#### Passage given
While he himself adhered to Gandhian non-violence, Mahavir Tyagi had close contacts even among the "revolutionaries", that is those who were not opposed to using violent means to overthrow the imperial state. These included Ashfaqullah, Ram Prasad Bismil, Sachindra Nath Sanyal, Prem Kishan Khanna and Vishnu Sharan Dublish . Sachindranath Sanyal writes in his autobiography, (Bandi Jivana, p. 253), that in the 1920s, Dublish had introduced him to Mahavir Tyagi who in turn put him in touch with Ram Prasad Bismil and Ashfaqullah.(See also N C Mehrotra and Poonam Sharma, Uttar Pradesh Mein Krantikari Aandolan Ka Etihas, p. 62 and p. 67, note 8)

When riots broke out in the Indian subcontinent after its partition in 1947, Tyagi, taking inspiration from Gandhi, staked his own life to help save Muslims in his home state and to bring peace.(Choudhry Khaliquzzaman, Pathway To Pakistan, Lahore, 1961, p. 400; see also Ansar Harvani, Before Freedom and After, New Delhi, 1989, p. 100 and Qazi Jalil Abbasi's account in Bipan Chandra, The Epic Struggle, New Delhi, 1992, p. 60) For a further account of how Mahavir Tyagi took over the local administration at this time after he found that it was ineffective in controlling the situation and restoring public order, see Ajit Prasad Jain, Rafi Ahmad Kidwai : A Memoir of his Life and Times, Bombay, 1965, pp 73–74.

Tyagi's political activities extended also to the Tehri Garhwal region. He had taken a keen interest in the movement for democratic rights there and played a prominent role also in support of the movement in Tehri State for merger with independent India.( See, for example, Ajay Singh Rawat, Garhwal Himalayas : A Historical Survey, New Delhi, 1983, p. 205)

Mahavir Tyagi was a member of the Constituent Assembly of India. In this capacity he is known especially for his strong stand against unsafeguarded Preventive Detention laws and against suspension of fundamental rights in emergency situations. He stood for a fair and independent judiciary. "The seat of justice is the Seat of God", he had famously told the Constituent Assembly.(Granville Austin, The Indian Constitution : Cornerstone of A Nation, Oxford University Press, Bombay, 1966, p. 164)

On India's becoming a Republic in 1950, Tyagi remained a member of the Provisional Parliament (1950–52), and the Lower House of the Indian Parliament, that is, the First, Second and Third Lok Sabha (1952–67) from Dehradun. Tyagi was Minister for Revenue & Expenditure in the Nehru Council of Ministers (1951–53). In this capacity he introduced the First Voluntary Disclosure Scheme, known as the Tyagi Scheme, primarily, as he put it, to bring into the open incomes which had not been revealed to the alien government prior to independence. While in the Ministry of Finance, Tyagi earned a reputation as a strict economiser. His practical, man-of-the-soil approach was reflected also at the first meeting of the National Development Council, held in Delhi on 8 and 9 November 1952, where Tyagi suggested that "manual work should be made part of the daily curriculum of education".( Summary Record of Discussions of the National Development Council, NDC, Meetings : Five Decades of Nation Building, Vol 1, Government of India, Planning Commission, 2005, p. 9)
########
#### Supplied data
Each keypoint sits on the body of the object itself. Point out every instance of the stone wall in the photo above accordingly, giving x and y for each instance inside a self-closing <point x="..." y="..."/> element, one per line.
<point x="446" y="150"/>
########
▸ **Exercise 1**
Answer these questions from the Mahavir Tyagi passage:
(a) Who introduced Sachindranath Sanyal to Mahavir Tyagi?
(b) What did Tyagi tell the Constituent Assembly about the seat of justice?
(c) By what name was the First Voluntary Disclosure Scheme known?
▸ **Exercise 2**
For each statement, say whether it agrees with the Mahavir Tyagi passage, and quote the words that decide it:
(a) Tyagi himself favored violent means to overthrow the imperial state.
(b) The first meeting of the National Development Council took place in Delhi in November 1952.
(c) Tyagi sat in the Lok Sabha for Dehradun.
▸ **Exercise 3**
List every person the Mahavir Tyagi passage names among Tyagi's close contacts in the "revolutionaries".

▸ **Expected answer 1**
(a) Vishnu Sharan Dublish
(b) "The seat of justice is the Seat of God."
(c) The Tyagi Scheme

▸ **Expected answer 2**
(a) No: "While he himself adhered to Gandhian non-violence"
(b) Yes: "held in Delhi on 8 and 9 November 1952"
(c) Yes: "the First, Second and Third Lok Sabha (1952–67) from Dehradun"

▸ **Expected answer 3**
Ashfaqullah
Ram Prasad Bismil
Sachindra Nath Sanyal
Prem Kishan Khanna
Vishnu Sharan Dublish